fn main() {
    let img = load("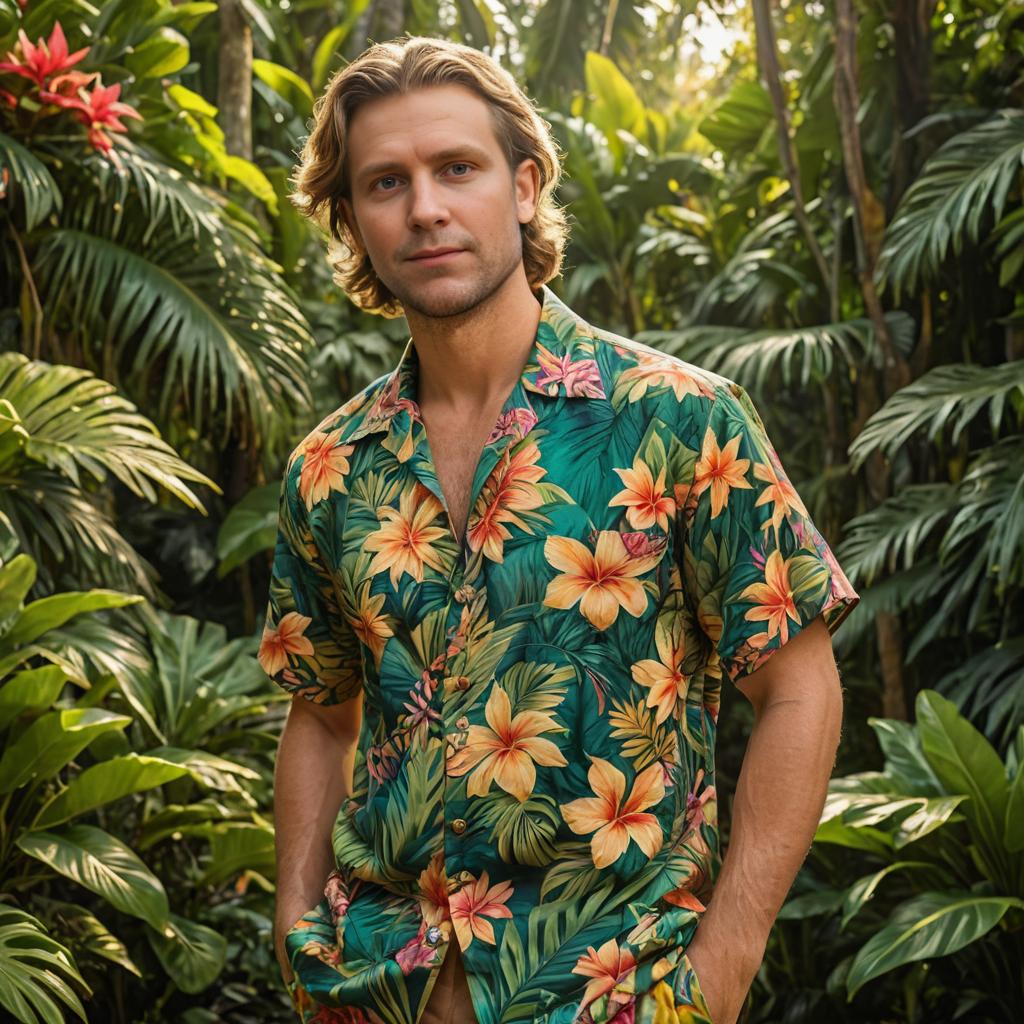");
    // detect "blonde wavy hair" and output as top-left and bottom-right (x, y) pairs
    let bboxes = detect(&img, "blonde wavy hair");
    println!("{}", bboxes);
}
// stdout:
(289, 35), (569, 317)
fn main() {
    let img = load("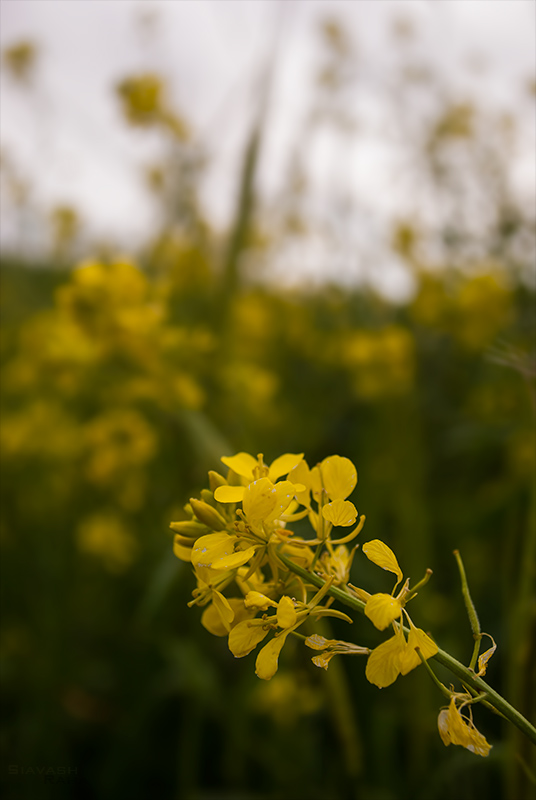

────────

## EXERCISE DESCRIPTION
Copy each line holding "hair" from the material above.

## RESPONSE FOR THIS EXERCISE
    // detect "blonde wavy hair" and output as top-left and bottom-right (x, y) pairs
    let bboxes = detect(&img, "blonde wavy hair");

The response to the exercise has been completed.